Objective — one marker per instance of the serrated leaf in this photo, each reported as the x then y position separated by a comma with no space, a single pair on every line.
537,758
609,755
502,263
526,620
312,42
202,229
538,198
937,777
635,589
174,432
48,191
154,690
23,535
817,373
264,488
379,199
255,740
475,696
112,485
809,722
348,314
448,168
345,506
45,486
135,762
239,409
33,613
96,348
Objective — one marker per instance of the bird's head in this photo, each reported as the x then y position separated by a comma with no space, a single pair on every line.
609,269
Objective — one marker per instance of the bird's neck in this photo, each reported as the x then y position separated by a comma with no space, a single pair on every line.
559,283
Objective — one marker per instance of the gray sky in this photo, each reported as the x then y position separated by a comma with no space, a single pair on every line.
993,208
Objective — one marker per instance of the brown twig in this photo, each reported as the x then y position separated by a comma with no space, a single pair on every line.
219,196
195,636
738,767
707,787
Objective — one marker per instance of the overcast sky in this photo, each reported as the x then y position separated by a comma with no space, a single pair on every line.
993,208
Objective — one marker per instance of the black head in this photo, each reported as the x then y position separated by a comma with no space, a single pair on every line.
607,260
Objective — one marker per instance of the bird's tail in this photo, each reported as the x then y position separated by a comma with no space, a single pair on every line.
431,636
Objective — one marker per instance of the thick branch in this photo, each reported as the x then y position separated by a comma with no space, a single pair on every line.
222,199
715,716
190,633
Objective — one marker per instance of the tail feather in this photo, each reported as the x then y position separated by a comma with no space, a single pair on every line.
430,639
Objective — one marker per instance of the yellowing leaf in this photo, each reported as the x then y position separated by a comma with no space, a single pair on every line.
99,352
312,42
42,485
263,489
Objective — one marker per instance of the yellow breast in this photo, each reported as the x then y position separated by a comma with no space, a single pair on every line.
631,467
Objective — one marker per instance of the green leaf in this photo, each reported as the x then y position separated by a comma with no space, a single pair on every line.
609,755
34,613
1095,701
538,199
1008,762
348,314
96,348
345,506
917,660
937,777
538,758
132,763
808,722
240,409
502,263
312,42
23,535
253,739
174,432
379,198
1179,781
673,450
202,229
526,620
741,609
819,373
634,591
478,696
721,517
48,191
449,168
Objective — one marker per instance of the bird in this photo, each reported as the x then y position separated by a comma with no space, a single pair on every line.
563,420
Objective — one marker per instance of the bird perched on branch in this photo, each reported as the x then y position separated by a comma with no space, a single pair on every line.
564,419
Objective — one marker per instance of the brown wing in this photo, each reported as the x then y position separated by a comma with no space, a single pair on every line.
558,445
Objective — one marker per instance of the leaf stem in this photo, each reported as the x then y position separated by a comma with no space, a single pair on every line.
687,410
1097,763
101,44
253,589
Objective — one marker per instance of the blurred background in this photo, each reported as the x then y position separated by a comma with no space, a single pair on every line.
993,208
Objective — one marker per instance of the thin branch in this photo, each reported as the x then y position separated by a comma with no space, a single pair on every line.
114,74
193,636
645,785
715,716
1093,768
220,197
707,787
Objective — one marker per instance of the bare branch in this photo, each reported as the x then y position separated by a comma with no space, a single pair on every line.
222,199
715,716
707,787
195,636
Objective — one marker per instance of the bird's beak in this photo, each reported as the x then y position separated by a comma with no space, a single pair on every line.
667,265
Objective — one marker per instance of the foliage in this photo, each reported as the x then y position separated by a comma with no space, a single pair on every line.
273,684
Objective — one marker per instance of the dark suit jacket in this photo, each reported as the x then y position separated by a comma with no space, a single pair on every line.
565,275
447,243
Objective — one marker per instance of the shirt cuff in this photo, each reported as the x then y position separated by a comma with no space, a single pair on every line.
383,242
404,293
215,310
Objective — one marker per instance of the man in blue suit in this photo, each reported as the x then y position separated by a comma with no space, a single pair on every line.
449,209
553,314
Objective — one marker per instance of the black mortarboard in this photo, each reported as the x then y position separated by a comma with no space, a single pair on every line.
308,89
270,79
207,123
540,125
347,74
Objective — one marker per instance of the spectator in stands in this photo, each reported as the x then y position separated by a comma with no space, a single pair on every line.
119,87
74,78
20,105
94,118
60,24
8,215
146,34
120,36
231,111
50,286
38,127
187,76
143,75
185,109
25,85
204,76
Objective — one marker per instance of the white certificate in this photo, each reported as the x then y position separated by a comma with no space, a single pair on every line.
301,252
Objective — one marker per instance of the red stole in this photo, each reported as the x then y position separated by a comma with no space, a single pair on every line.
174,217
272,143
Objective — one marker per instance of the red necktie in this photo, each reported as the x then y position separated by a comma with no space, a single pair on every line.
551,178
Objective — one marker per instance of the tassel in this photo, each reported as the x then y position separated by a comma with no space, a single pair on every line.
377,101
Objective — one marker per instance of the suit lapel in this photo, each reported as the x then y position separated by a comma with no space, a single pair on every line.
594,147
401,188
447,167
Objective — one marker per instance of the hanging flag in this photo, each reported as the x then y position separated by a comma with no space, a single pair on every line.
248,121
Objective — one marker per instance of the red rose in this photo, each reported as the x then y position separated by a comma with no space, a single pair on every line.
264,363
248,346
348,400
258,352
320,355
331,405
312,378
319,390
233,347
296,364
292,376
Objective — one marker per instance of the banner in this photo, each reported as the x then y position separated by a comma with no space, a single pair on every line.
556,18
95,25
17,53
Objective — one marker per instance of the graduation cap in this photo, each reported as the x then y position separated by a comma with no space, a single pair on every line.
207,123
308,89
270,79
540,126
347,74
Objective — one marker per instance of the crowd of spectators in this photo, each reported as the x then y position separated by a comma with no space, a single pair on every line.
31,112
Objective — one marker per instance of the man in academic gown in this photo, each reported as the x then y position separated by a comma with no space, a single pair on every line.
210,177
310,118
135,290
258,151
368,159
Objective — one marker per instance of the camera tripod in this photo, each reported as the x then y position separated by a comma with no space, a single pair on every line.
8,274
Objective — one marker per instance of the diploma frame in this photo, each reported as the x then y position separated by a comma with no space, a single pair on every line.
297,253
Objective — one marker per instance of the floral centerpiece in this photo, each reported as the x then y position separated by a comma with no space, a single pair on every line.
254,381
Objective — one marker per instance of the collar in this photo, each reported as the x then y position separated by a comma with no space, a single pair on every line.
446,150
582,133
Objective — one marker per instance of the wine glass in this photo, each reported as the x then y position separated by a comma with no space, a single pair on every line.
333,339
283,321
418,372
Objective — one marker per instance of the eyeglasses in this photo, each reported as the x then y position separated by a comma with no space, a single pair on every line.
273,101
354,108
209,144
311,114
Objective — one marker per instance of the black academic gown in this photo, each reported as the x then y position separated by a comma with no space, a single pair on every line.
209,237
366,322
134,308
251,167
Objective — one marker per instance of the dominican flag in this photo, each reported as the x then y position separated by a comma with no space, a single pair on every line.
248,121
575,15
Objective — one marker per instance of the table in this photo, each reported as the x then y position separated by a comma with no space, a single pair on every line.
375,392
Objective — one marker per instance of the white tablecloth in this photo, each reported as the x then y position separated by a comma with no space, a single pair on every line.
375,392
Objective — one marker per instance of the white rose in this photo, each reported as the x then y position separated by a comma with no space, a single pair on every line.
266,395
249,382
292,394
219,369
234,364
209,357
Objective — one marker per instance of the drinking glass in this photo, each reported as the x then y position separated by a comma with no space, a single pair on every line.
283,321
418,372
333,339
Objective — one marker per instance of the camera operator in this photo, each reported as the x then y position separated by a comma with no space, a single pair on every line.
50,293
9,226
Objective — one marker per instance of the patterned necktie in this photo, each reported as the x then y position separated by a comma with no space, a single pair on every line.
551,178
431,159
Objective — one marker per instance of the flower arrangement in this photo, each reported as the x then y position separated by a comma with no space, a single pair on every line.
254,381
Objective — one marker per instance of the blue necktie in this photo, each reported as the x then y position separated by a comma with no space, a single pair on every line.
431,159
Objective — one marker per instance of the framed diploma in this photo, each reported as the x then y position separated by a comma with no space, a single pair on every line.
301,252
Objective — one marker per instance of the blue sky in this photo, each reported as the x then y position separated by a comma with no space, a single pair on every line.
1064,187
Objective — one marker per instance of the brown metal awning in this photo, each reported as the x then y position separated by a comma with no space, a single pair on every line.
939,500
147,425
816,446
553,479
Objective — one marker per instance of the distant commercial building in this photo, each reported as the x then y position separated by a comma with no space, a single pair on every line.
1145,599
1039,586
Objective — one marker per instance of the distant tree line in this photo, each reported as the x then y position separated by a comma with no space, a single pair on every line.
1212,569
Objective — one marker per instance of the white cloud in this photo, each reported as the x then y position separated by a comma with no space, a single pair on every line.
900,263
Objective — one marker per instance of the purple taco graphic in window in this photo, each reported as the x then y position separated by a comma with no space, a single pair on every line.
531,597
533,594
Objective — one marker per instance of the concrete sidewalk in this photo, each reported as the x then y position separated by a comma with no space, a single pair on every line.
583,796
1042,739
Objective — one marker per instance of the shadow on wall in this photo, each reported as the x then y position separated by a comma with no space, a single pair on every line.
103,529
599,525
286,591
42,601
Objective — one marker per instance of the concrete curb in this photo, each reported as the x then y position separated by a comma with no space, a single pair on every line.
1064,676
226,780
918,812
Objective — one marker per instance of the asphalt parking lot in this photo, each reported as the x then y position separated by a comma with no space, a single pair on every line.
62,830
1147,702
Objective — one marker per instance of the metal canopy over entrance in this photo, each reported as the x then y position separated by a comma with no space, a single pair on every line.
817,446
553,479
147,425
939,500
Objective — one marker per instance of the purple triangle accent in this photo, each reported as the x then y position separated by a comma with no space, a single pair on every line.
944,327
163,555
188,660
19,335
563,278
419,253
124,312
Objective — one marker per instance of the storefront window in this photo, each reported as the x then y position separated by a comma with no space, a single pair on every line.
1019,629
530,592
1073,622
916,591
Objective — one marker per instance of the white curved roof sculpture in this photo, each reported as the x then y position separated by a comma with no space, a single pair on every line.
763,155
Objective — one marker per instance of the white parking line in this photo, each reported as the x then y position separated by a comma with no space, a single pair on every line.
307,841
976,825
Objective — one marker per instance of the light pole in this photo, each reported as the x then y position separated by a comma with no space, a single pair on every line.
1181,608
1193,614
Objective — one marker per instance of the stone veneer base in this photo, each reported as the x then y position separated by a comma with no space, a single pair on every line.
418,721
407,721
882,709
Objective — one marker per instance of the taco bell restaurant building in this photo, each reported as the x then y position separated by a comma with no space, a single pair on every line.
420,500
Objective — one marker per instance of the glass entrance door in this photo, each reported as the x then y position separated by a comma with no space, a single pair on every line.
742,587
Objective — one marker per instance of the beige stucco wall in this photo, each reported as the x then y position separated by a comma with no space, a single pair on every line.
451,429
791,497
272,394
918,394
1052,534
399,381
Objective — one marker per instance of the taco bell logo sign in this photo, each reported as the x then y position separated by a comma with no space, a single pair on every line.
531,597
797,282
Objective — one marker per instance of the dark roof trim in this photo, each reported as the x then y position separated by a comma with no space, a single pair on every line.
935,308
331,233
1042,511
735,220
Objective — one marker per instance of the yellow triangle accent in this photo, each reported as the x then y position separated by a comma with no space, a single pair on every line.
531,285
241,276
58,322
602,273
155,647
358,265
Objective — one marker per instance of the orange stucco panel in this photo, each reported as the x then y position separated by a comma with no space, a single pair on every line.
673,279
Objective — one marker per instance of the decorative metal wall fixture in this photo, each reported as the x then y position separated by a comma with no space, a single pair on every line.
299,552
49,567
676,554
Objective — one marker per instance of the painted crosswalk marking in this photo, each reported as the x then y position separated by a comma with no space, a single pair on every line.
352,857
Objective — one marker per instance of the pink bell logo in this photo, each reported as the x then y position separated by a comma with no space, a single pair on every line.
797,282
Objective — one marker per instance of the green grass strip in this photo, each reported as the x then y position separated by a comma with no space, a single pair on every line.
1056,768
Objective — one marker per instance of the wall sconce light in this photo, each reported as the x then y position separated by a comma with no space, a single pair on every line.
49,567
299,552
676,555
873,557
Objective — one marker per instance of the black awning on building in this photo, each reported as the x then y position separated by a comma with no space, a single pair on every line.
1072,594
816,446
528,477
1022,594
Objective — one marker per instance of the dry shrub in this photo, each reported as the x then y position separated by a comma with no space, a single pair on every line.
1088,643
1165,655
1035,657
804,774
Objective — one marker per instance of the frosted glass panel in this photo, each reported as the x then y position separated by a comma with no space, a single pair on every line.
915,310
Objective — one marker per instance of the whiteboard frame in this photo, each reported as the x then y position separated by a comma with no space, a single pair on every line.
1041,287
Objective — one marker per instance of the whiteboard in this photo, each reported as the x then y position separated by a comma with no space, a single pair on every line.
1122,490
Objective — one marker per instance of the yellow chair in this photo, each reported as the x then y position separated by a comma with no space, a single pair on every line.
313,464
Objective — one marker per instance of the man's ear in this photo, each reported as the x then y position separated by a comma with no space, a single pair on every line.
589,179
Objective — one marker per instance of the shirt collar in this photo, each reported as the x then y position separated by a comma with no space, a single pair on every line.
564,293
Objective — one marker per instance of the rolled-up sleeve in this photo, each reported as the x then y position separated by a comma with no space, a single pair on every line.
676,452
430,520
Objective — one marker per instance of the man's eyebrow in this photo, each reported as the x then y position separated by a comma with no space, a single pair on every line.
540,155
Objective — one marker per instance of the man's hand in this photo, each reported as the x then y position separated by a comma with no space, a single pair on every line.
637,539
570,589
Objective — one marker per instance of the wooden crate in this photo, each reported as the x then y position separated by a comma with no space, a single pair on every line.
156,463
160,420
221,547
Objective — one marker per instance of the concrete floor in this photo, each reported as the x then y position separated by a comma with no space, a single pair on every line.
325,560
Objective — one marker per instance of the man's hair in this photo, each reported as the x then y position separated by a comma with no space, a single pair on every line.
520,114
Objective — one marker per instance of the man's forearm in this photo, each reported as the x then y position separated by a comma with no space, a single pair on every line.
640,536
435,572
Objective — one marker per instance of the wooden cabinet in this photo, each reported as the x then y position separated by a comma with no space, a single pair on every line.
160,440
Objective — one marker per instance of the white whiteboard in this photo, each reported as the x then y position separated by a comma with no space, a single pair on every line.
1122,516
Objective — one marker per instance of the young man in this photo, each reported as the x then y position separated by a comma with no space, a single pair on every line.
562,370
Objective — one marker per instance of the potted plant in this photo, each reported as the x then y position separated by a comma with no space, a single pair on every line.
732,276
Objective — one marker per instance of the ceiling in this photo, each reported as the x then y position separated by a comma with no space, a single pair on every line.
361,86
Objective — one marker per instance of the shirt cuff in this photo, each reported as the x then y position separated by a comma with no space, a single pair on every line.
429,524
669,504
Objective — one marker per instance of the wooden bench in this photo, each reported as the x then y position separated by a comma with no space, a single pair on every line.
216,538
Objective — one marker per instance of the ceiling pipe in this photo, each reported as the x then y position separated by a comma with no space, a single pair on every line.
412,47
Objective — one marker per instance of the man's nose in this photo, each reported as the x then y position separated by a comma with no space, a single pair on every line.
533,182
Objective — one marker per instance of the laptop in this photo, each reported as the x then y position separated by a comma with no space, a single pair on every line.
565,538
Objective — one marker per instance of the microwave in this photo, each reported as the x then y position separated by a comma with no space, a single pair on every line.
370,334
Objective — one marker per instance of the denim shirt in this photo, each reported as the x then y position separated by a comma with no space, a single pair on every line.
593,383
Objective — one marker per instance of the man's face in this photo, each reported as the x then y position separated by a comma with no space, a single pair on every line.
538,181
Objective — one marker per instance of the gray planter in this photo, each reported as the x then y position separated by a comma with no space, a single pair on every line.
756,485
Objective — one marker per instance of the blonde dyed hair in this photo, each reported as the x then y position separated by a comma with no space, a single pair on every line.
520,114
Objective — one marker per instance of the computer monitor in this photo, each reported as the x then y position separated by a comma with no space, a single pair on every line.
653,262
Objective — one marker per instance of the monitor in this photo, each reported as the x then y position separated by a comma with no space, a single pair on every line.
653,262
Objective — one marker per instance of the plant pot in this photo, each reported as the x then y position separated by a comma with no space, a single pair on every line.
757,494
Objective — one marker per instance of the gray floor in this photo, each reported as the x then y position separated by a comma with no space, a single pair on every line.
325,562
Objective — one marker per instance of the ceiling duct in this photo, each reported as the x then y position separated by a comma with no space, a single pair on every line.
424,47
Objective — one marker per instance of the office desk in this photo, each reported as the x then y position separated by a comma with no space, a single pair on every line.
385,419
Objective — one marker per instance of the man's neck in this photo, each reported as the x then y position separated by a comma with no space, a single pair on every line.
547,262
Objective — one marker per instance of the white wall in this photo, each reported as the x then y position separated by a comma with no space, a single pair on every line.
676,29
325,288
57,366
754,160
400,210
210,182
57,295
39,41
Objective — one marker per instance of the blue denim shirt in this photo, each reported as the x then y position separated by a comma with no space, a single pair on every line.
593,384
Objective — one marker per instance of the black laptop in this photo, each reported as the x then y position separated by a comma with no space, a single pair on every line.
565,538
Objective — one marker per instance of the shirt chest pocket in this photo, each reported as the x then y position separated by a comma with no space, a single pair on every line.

================================

Set problem:
Write out again, exactly, the lines from the one holding "Objective — one marker per instance of the gray floor" through the end of the listing, with both ends included.

Response to this exercise:
Objective — one marker per instance of the gray floor in this photo, each reported as the x then y position separated by a comma with no space, a single pair on every line.
325,562
Objective — one marker per instance of the ceiling duct in this photo, each reported as the x then y position separated by a comma with no space, a single pair on every line.
424,47
Objective — one marker per instance of the office desk in this photo, each reported as the x then y position separated by a comma with no space, a single pair on every line.
385,419
Objective — one marker per instance of the man's neck in this photo, each reported as the x then y position separated by a comma with no space, a single pair on every line.
547,262
Objective — one marker per instance of the white wall in this photo, each reported as the x then y position separated by a comma with no space, a single pair on every line.
676,29
325,288
57,366
754,160
400,210
210,182
57,295
39,41
Objective — one marker per instance of the blue denim shirt in this photo, each reported as the x then y position separated by a comma with no space, a single pair on every line.
593,384
Objective — one marker per instance of the black laptop in this photo, each reported as the x then y position separated by a comma with no space, a single pair on every line.
565,538
Objective — one marker per instance of the shirt chest pocket in this photo, each reported as the x then y position separated by a comma with no space, a single pair on every line.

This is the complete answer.